— Brief —
Repeat exactly, and only, the lines from the line containing "Target: dome colonnade" through the last line of the records below, including both.
++++++++++++++++++++
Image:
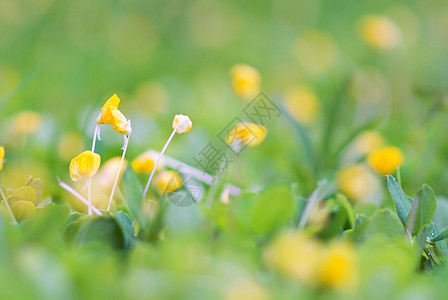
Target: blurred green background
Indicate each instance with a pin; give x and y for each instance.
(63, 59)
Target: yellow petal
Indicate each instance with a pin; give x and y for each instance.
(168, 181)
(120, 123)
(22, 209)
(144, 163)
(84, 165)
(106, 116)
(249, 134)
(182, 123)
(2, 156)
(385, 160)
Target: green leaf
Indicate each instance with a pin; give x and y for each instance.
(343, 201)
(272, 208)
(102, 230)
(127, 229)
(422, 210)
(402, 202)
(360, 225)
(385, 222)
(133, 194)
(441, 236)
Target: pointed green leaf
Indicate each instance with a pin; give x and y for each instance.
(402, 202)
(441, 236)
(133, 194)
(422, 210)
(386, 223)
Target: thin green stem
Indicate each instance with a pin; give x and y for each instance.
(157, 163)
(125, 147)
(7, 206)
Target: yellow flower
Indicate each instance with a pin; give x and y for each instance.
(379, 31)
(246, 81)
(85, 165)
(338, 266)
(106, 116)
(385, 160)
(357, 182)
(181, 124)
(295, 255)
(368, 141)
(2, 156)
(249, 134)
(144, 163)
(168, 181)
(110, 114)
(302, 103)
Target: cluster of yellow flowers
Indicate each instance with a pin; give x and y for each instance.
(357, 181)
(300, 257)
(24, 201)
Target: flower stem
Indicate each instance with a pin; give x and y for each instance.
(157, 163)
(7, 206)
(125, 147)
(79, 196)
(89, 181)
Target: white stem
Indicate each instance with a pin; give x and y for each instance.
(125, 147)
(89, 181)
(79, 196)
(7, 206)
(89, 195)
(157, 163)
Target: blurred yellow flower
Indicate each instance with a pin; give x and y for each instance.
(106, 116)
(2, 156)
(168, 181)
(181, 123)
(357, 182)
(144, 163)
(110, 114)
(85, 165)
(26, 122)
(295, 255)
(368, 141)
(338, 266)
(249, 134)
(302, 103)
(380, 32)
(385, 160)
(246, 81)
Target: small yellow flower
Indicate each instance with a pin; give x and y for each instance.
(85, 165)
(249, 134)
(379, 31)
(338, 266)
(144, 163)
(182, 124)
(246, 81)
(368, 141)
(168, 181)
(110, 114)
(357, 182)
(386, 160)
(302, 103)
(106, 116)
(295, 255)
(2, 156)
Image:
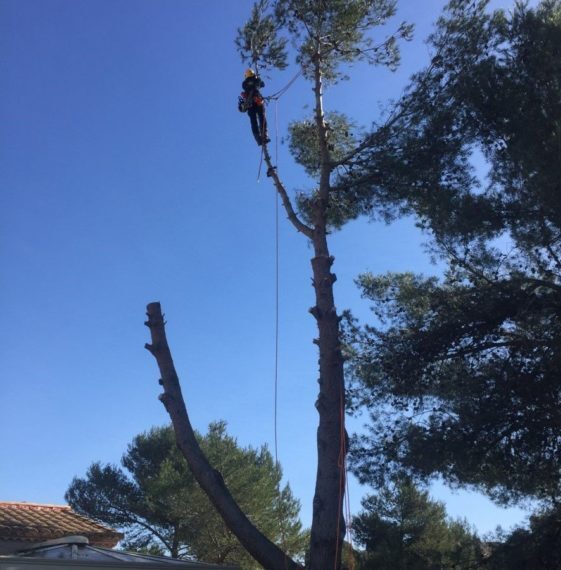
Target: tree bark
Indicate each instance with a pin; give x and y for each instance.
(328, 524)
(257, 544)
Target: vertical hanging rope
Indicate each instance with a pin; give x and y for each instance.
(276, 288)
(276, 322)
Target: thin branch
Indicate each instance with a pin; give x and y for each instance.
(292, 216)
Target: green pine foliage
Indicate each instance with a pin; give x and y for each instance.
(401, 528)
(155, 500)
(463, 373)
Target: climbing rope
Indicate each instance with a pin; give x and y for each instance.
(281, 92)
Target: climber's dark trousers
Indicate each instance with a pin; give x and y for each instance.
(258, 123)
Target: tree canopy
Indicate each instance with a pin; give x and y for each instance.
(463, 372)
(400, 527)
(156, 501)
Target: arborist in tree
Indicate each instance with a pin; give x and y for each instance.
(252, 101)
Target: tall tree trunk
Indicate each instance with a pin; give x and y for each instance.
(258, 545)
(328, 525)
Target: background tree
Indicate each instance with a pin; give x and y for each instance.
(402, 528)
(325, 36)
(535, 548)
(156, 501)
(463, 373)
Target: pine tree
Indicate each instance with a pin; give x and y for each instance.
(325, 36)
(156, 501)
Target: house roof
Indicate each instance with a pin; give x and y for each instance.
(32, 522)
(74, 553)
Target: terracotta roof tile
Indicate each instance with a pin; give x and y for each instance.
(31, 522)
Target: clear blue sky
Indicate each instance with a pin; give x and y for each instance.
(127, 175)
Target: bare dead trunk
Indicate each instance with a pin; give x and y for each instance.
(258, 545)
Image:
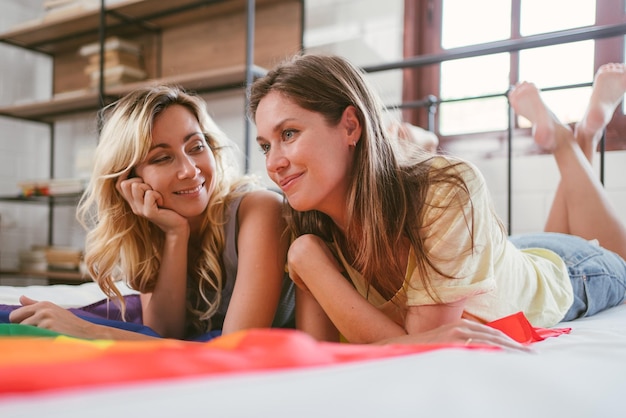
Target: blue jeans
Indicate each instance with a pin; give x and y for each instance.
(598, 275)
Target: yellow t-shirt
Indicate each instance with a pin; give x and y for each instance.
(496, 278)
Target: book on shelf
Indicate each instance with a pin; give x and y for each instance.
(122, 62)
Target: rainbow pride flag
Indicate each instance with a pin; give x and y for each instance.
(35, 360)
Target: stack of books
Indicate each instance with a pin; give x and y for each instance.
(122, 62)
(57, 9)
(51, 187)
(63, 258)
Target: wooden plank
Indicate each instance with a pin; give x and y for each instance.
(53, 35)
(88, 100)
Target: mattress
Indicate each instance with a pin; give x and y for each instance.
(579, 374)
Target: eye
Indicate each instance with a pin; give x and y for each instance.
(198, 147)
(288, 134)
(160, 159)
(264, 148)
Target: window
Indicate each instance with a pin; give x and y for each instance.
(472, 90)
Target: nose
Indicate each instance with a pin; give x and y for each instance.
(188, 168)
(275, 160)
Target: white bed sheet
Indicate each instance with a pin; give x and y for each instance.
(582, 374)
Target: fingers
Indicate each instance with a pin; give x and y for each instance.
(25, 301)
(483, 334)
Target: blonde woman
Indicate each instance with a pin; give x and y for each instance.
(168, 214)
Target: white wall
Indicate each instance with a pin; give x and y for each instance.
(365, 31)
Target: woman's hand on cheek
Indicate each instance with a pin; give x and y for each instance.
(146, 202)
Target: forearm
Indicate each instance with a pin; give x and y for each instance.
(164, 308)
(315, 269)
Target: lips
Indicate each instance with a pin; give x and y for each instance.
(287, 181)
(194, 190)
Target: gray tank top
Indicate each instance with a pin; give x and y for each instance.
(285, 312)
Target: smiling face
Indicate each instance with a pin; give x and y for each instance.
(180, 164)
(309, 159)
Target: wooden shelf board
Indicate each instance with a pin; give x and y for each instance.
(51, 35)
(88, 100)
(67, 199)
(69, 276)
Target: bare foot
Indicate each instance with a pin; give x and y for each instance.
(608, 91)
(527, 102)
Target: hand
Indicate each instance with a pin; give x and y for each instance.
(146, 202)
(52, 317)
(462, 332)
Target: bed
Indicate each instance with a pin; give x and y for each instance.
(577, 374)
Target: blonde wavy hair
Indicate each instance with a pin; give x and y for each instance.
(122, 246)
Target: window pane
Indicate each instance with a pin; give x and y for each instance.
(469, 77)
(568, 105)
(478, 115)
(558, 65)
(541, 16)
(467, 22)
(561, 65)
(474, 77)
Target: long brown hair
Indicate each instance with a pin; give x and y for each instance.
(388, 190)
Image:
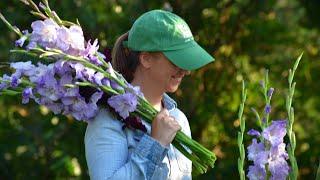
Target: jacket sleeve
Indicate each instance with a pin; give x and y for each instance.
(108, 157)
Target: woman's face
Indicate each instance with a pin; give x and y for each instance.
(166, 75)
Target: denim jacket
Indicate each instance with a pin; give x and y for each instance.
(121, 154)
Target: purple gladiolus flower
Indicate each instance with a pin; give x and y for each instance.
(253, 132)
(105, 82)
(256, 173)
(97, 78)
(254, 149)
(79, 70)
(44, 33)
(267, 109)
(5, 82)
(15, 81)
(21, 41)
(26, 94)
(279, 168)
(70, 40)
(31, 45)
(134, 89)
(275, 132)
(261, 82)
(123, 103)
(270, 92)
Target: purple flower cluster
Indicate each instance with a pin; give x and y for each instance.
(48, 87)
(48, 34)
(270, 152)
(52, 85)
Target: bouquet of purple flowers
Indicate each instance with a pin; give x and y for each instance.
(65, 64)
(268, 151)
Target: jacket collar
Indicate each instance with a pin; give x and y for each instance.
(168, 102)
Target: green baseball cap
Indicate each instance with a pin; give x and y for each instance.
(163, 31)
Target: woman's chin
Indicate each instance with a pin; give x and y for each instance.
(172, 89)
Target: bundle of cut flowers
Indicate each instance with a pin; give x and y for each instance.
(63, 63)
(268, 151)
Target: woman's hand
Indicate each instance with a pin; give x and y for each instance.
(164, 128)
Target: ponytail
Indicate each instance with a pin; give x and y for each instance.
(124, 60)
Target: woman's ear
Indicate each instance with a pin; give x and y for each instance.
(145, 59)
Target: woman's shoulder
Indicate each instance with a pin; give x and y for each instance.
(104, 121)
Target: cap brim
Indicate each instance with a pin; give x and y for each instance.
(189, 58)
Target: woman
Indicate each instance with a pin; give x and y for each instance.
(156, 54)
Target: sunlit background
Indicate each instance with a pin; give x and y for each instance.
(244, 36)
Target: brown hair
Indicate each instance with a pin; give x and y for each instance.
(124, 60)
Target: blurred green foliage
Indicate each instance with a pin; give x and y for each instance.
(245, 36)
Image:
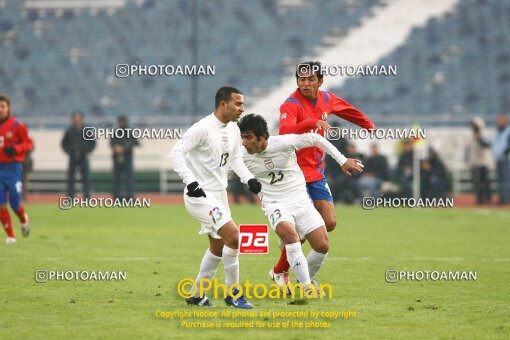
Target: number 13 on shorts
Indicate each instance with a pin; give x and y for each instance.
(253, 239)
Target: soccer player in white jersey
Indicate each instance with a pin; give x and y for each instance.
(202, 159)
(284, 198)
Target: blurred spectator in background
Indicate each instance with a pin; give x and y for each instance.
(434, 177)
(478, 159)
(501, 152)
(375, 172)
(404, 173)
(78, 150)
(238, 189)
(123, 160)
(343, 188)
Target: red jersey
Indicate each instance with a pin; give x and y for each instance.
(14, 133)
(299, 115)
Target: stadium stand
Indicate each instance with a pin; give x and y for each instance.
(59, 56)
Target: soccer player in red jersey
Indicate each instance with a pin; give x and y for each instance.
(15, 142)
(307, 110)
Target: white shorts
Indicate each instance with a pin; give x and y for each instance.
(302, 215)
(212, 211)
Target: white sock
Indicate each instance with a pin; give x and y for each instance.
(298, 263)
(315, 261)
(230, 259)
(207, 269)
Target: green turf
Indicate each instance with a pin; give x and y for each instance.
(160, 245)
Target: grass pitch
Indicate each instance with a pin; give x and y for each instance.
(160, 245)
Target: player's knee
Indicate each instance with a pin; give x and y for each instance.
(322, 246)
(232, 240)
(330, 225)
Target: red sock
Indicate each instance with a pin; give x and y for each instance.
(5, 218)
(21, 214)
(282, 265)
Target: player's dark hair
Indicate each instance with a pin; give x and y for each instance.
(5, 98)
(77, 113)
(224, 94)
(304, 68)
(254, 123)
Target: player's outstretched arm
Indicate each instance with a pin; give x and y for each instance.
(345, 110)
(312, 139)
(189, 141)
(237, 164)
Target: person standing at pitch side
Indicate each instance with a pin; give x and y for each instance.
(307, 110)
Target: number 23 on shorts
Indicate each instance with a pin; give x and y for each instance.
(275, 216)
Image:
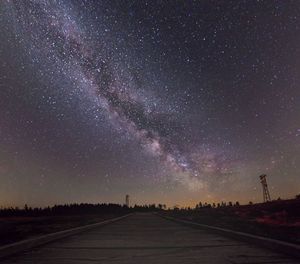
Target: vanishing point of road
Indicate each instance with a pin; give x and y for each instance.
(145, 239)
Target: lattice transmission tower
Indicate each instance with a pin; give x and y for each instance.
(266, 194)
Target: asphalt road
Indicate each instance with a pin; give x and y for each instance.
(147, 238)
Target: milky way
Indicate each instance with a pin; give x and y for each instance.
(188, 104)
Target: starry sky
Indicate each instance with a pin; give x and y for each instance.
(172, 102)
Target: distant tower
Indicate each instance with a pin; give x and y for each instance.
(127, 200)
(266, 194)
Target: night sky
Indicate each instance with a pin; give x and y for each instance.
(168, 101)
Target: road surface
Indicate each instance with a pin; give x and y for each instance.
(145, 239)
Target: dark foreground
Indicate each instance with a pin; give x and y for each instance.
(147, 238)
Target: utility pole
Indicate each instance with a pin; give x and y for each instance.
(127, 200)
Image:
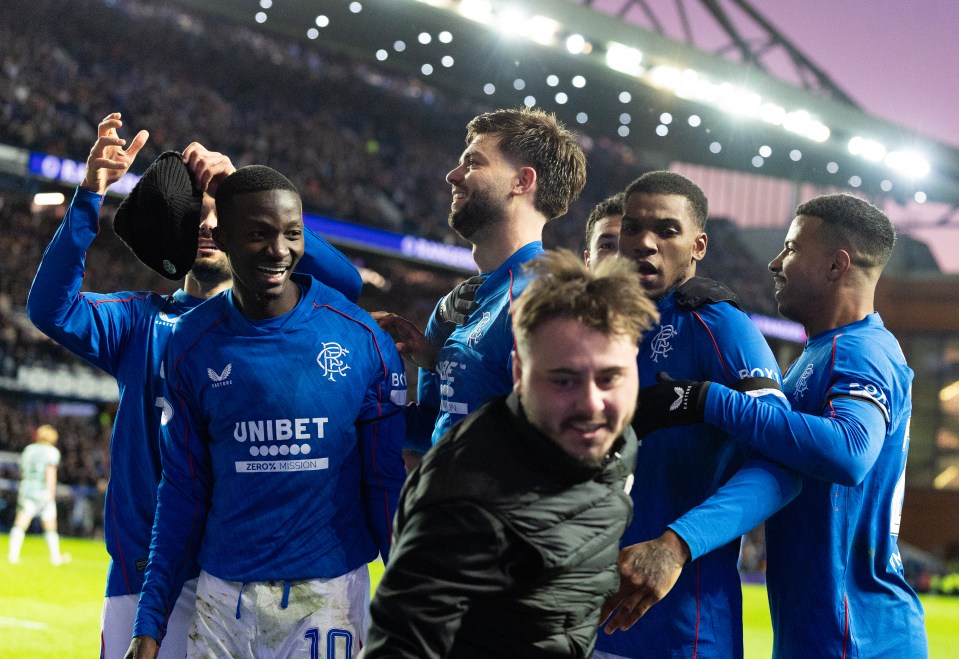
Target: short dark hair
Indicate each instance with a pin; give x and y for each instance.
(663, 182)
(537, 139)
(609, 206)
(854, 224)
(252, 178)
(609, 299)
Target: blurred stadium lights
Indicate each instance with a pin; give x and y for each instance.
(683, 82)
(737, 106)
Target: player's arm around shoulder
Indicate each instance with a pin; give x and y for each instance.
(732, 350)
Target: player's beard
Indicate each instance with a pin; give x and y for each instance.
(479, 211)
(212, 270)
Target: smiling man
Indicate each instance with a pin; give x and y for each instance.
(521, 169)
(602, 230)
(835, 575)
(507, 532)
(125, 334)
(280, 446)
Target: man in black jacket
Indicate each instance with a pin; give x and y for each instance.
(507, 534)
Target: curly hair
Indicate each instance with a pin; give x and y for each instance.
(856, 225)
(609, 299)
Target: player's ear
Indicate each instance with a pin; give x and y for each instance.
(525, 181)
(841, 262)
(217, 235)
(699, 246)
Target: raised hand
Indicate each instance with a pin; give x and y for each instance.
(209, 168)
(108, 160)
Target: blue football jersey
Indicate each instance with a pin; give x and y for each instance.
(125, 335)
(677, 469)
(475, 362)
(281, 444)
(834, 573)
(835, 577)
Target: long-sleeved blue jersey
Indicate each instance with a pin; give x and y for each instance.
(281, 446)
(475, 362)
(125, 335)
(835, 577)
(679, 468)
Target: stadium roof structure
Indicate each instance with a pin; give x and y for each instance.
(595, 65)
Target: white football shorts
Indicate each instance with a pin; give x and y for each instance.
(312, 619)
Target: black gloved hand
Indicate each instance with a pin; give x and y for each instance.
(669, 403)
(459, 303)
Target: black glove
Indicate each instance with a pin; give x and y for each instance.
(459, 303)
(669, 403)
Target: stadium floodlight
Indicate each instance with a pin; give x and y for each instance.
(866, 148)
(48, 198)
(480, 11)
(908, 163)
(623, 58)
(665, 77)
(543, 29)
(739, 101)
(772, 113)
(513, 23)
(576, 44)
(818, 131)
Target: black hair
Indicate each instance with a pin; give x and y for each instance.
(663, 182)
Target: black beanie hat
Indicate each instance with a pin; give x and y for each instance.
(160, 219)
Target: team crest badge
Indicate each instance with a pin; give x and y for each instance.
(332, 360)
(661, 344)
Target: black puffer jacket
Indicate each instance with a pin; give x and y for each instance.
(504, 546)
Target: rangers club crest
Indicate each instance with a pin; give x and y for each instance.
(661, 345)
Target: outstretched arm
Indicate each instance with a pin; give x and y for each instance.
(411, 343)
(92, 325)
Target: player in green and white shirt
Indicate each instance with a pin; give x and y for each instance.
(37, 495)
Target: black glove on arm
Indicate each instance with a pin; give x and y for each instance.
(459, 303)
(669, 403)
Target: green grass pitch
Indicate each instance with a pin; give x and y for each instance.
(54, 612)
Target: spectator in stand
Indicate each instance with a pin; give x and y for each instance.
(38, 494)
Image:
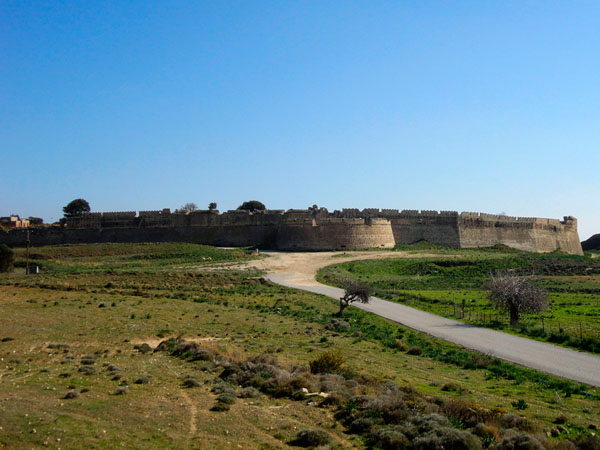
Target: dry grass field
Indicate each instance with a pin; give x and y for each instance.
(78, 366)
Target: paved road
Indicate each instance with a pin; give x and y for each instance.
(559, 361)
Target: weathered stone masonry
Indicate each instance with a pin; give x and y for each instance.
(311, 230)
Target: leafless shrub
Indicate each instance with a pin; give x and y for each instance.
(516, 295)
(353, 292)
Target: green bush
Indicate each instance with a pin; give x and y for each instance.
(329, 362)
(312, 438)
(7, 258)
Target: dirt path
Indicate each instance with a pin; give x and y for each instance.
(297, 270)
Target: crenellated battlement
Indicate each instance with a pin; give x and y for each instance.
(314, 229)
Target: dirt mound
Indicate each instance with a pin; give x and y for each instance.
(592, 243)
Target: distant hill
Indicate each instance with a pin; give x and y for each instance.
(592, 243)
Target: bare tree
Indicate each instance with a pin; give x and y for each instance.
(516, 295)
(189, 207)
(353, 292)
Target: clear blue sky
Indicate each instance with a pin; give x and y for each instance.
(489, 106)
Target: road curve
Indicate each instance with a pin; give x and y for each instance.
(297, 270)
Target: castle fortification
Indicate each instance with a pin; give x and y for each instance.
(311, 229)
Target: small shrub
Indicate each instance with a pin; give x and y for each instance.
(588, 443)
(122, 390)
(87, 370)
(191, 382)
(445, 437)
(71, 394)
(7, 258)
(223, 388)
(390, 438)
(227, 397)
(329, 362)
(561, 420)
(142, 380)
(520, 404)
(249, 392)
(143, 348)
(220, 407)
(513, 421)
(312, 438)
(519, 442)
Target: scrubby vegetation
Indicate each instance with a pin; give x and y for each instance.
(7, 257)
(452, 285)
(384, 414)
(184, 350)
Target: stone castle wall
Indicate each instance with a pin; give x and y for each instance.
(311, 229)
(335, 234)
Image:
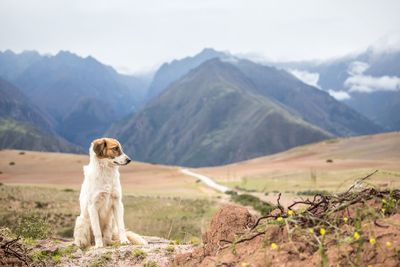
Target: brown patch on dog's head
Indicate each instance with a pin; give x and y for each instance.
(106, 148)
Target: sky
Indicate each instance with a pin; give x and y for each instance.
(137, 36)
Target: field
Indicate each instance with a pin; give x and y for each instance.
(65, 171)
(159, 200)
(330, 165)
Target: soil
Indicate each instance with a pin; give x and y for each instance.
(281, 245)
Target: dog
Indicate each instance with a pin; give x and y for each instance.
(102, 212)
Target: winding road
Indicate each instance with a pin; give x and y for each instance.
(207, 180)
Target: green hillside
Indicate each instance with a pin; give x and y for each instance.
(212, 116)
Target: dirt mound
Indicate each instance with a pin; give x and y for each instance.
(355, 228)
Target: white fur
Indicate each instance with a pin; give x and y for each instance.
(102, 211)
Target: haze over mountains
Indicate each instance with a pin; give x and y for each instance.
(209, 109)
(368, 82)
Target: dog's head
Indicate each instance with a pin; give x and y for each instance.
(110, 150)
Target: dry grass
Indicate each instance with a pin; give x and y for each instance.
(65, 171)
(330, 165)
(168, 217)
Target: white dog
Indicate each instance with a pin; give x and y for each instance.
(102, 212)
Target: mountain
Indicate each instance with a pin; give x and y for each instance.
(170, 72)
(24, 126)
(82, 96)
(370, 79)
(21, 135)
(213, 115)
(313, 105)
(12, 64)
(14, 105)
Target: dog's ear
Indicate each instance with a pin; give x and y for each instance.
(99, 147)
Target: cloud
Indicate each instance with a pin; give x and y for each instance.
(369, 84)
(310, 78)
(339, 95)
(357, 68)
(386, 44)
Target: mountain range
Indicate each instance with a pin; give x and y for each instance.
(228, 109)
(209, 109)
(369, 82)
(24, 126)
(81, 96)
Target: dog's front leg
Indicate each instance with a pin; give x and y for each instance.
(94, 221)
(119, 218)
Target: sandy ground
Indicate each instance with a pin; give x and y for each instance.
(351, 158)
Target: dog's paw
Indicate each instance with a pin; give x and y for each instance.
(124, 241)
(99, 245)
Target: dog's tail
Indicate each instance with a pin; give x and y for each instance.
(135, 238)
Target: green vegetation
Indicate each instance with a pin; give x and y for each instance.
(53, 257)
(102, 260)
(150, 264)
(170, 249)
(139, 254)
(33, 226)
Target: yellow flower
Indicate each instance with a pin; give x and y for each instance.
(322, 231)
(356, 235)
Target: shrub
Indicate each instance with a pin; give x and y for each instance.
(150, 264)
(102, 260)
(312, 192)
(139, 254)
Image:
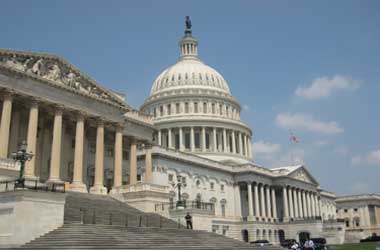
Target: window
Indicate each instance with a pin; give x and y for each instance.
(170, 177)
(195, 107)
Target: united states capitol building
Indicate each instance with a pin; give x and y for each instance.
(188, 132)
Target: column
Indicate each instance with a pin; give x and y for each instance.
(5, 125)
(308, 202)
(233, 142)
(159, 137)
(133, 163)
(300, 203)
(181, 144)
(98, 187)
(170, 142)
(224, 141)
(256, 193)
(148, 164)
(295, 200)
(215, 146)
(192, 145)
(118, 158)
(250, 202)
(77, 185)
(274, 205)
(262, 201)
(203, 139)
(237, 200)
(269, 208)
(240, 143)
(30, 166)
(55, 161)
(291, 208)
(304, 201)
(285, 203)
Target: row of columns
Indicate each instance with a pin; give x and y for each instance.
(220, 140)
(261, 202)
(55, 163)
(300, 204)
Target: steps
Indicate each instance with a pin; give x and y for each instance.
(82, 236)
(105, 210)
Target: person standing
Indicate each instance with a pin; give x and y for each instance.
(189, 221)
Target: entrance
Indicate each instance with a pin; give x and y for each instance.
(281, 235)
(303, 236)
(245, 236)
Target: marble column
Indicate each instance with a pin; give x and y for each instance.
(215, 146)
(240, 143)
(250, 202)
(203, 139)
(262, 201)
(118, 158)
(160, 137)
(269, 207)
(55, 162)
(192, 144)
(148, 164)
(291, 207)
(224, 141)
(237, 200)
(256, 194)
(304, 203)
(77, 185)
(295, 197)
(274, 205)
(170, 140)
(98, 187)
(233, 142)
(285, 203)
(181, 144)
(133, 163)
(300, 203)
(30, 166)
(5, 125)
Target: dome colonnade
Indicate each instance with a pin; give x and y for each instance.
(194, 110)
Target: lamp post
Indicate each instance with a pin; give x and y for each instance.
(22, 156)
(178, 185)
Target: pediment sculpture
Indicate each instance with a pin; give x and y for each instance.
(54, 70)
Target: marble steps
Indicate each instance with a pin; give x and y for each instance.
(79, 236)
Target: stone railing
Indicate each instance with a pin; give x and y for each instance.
++++++++++++++++++++
— The answer —
Target: dome colonnade
Indicate each instance with a pin; give x and y for each instance.
(194, 110)
Target: lamp post
Indicate each instance with a pin; give x and y for each instance.
(22, 156)
(178, 185)
Target: pediment sculpture
Indicate each instance with a pin; give x and y for each instance.
(54, 70)
Target: marble steps
Indicate each instance with a pin; give x and y for each instance.
(79, 236)
Target: stone railing
Indicate each instance with a pin; give x and y for each instance.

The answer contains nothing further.